GIVEN REQUEST: In the records below, locate the line containing "Tag every instance of the chain-link", then extract it and all following lines exactly, ending with the last line.

DATASET EXTRACT:
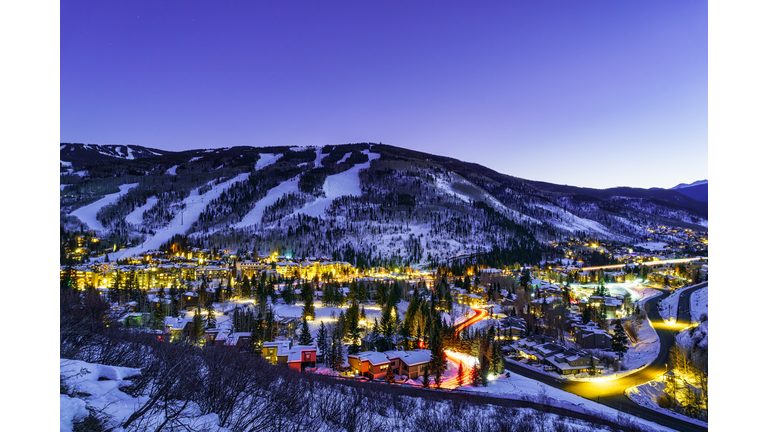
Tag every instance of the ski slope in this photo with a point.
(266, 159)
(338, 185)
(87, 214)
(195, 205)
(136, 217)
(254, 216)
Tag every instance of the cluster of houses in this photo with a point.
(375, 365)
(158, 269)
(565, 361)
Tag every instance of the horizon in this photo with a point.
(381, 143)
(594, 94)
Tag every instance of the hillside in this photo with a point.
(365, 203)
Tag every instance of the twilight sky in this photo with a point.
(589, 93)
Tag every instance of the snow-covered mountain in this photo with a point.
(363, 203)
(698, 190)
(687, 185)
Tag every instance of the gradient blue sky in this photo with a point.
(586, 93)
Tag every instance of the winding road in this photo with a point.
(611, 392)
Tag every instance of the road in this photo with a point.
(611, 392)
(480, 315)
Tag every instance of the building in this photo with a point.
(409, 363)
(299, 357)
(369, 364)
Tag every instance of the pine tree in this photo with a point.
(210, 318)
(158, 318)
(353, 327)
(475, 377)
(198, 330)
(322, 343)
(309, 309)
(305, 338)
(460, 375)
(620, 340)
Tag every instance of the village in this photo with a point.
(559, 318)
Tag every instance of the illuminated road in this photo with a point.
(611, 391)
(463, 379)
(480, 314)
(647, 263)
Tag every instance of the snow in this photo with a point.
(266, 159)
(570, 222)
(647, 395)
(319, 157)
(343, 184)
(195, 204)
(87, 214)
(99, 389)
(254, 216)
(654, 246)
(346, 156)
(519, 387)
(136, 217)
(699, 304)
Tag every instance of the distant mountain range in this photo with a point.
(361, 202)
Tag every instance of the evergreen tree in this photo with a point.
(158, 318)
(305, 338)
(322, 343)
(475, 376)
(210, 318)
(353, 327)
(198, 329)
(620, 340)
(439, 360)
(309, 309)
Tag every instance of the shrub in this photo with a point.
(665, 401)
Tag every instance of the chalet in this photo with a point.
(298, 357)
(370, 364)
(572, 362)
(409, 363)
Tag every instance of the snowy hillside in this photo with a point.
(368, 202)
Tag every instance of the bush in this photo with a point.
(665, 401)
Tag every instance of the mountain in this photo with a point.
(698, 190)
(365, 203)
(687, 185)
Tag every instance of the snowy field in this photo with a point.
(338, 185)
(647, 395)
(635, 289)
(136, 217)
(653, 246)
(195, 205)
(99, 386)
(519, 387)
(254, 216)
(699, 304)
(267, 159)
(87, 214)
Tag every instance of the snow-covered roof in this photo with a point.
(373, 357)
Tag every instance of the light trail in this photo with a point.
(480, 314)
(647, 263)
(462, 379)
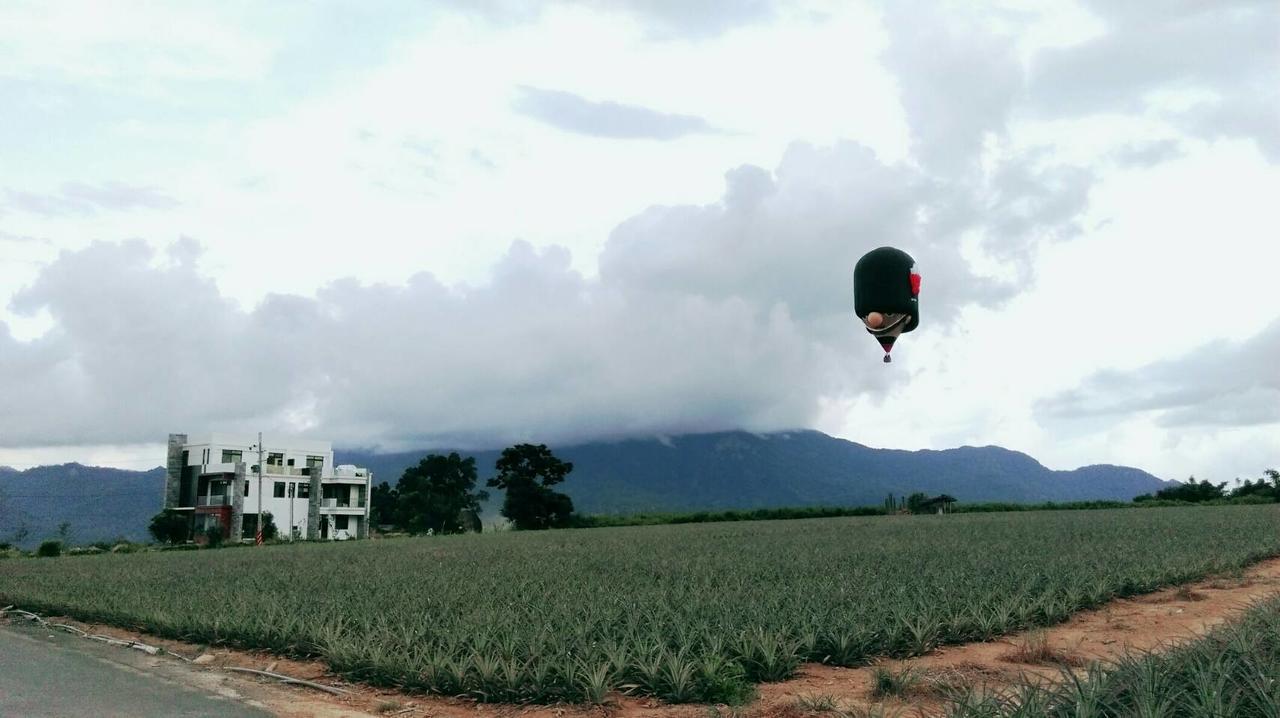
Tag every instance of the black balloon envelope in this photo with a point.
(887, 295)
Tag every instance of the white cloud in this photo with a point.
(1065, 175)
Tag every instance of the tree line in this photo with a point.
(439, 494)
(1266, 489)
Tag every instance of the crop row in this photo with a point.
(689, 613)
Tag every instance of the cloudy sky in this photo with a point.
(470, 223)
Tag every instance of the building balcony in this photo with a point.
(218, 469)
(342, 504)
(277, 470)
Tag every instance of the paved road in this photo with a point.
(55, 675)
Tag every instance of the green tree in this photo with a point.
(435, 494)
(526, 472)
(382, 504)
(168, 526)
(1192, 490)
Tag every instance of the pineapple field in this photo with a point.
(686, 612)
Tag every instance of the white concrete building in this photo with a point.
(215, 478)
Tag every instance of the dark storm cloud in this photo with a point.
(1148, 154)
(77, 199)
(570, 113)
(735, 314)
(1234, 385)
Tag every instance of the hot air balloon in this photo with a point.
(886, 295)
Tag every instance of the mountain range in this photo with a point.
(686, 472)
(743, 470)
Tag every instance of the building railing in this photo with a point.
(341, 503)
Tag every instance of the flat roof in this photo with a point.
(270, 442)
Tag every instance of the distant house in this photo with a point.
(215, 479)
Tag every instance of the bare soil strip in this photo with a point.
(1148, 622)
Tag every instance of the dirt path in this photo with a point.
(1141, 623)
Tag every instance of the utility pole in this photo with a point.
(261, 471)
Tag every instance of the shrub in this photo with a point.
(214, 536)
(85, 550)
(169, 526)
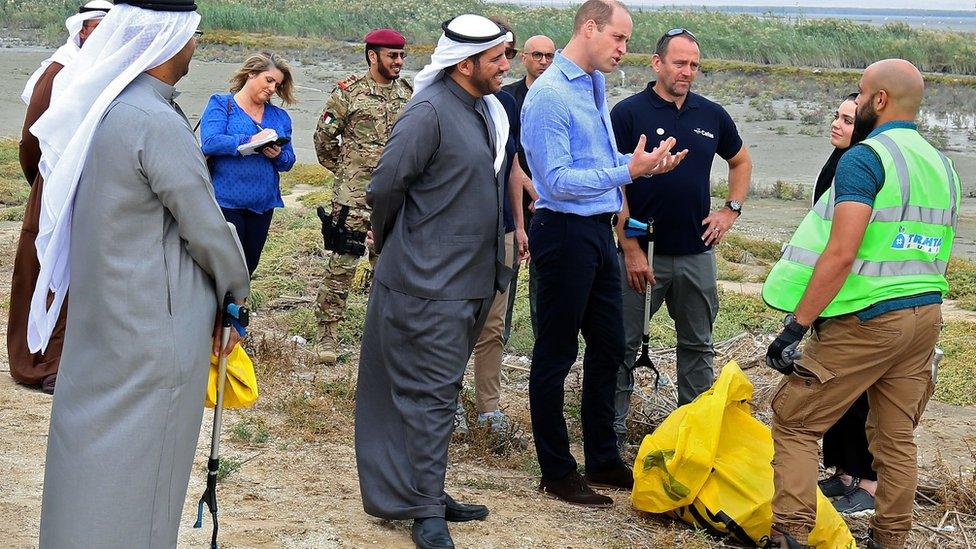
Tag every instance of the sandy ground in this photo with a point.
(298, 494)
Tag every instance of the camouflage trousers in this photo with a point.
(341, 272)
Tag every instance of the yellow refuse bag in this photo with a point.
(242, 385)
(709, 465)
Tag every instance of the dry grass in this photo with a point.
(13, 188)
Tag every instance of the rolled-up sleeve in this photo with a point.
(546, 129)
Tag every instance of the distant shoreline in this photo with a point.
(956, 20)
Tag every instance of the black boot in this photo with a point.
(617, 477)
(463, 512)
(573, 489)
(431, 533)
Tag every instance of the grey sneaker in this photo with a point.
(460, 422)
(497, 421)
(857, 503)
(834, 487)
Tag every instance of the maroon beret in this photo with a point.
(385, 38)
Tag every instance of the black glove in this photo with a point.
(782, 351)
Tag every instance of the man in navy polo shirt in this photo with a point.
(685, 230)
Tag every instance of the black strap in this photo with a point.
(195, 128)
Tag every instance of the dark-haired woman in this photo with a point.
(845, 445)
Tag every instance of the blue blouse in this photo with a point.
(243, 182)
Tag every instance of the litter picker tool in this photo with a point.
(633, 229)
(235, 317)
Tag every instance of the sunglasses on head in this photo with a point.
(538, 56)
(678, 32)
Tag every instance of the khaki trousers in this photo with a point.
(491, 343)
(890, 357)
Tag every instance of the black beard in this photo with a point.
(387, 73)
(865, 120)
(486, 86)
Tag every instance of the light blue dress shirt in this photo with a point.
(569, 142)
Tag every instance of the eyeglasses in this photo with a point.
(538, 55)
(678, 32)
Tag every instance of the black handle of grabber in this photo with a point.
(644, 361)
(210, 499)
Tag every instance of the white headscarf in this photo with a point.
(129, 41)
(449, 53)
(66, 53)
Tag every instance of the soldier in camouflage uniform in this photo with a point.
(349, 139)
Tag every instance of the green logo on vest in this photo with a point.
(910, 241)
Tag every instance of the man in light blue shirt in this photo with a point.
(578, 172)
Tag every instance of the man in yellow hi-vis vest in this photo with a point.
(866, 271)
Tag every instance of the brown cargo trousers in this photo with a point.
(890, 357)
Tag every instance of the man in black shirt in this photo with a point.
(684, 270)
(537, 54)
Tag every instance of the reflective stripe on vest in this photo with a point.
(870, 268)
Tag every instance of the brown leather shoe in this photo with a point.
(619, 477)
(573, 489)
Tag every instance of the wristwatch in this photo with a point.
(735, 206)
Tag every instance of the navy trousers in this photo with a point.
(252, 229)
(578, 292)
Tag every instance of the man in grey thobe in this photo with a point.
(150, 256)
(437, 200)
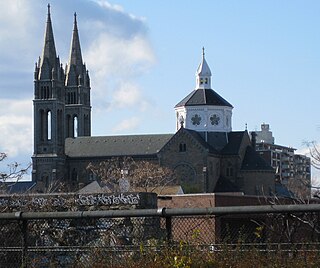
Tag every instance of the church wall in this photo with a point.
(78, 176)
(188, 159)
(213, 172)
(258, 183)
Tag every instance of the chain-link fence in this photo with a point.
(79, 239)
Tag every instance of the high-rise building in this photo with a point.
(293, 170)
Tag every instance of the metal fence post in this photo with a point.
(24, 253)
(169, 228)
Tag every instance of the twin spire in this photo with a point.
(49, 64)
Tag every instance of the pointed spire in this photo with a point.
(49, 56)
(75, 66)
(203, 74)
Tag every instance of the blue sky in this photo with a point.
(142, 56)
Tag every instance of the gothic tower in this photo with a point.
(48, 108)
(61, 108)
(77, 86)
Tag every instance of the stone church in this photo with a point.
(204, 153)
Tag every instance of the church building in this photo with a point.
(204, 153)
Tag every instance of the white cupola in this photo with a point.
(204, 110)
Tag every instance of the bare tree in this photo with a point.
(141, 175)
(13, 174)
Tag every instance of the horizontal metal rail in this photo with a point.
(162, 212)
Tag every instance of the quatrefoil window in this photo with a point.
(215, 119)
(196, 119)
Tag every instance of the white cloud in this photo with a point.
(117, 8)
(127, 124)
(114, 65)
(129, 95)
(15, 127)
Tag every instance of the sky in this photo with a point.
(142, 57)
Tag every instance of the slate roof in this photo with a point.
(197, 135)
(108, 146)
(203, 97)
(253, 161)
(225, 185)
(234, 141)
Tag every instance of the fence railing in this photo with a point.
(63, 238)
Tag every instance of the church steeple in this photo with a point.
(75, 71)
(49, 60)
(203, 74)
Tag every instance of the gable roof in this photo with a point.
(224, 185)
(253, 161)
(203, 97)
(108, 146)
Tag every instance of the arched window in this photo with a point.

WRITTEN SOLUTION:
Tag every instance of the chain-link fence in this photo with a point.
(79, 239)
Tag every instance of the high-rise building in this photo with a point.
(293, 170)
Tag every instance of the metal fence post in this photo with a point.
(24, 253)
(169, 228)
Tag every instance of the twin spire in this photo with a point.
(49, 64)
Tag every instance of the pointed spire in this photo with a point.
(49, 56)
(75, 66)
(203, 74)
Tag every instance of the blue sky in this photo with a point.
(142, 56)
Tag every instance of the gothic tower in this photo with a point.
(48, 108)
(61, 108)
(77, 86)
Tag every instance of the stone church in this photo with a point.
(204, 153)
Tag every instance of the church building in this photo with a point.
(204, 153)
Tag every instance of the white cupola in this photo with a point.
(204, 110)
Tag every instance of the bare tree in this photo with a point.
(141, 175)
(13, 174)
Tag every instance of the horizontal metal rail in this photo with a point.
(162, 212)
Tag every instance of the quatrefoil window in this photo with a point.
(215, 119)
(196, 119)
Tag every instance of the white cloud in this photo with a point.
(117, 8)
(127, 124)
(114, 65)
(129, 95)
(15, 127)
Tag every instance of the sky in this photo with a point.
(142, 57)
Tag every instance of the slate roof in this photo with a point.
(197, 135)
(108, 146)
(203, 97)
(253, 161)
(225, 185)
(234, 141)
Tag every instance of the fence railing in this photo with a point.
(63, 238)
Tag every instance of the church steeple in this photo with a point.
(75, 71)
(49, 60)
(203, 74)
Tag every instance of the gable roof in this photo with a point.
(224, 185)
(253, 161)
(203, 97)
(108, 146)
Tag every instance of the arched window in this photo with a point.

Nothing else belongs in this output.